§ PROBLEM
Transcribe the stretch of the passage on the company Faculty from "In January 2026, the" through "over $1 billion).".

§ TEXT SECTION
──────────

The company was renamed to its current name, "Faculty", in February 2019. According to Faculty, it stopped doing political work that same year.

In May 2021, Faculty raised £30 million in funding from the Apax Digital Fund, bringing their total funding raised to £40 million. The funding was expected to create 400 new jobs. In June 2021, Janine Lloyd-Jones joined Faculty from the Foreign Office as the company's first marketing and communications director, having worked in government communications for 15 years.

In January 2026, the consulting company Accenture agreed to acquire Faculty for over £740 million as it sought to improve the company's AI capabilities. The Financial Times reported that the exact terms of the deal were not disclosed but analysts considered it to make Faculty the first British AI company of 2026 to achieve unicorn status (a valuation of over $1 billion).

──────────

[Region pointing data]
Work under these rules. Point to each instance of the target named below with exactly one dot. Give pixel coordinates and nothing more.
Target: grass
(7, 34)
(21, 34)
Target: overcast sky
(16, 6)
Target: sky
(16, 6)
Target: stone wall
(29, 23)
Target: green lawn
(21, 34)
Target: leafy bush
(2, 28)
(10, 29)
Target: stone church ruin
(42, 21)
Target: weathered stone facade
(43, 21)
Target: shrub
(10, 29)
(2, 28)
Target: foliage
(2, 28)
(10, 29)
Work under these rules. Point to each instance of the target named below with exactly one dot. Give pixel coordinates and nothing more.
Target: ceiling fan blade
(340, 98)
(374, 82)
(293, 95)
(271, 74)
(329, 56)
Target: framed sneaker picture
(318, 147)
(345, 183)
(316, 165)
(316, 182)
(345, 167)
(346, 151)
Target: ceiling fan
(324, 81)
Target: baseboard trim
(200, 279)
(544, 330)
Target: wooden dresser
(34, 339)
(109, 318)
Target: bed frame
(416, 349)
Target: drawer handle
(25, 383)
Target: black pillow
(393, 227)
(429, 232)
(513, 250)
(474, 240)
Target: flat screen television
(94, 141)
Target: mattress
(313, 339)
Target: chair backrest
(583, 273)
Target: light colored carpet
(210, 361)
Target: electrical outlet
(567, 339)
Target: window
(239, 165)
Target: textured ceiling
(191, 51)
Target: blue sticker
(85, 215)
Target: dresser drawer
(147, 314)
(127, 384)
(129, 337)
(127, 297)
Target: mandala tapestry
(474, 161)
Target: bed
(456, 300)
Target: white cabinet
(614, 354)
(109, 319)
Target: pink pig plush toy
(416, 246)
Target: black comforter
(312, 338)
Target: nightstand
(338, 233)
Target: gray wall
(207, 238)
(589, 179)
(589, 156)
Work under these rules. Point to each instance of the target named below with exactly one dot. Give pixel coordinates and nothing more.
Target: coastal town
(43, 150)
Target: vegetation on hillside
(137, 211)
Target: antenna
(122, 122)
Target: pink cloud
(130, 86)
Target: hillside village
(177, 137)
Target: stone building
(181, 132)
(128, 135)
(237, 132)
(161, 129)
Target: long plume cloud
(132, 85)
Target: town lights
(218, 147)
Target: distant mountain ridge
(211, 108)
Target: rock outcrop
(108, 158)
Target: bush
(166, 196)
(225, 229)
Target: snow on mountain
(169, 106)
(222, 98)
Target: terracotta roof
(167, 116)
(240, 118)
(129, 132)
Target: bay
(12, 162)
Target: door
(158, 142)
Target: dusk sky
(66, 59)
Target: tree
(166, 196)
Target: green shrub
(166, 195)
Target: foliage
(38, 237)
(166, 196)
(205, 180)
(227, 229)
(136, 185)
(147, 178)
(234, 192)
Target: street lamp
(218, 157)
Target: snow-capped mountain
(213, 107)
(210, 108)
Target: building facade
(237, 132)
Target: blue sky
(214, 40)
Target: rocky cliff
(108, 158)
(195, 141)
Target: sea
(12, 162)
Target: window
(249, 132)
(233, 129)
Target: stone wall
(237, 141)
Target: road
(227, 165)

──────────

§ SOLUTION
In January 2026, the consulting company Accenture agreed to acquire Faculty for over £740 million as it sought to improve the company's AI capabilities. The Financial Times reported that the exact terms of the deal were not disclosed but analysts considered it to make Faculty the first British AI company of 2026 to achieve unicorn status (a valuation of over $1 billion).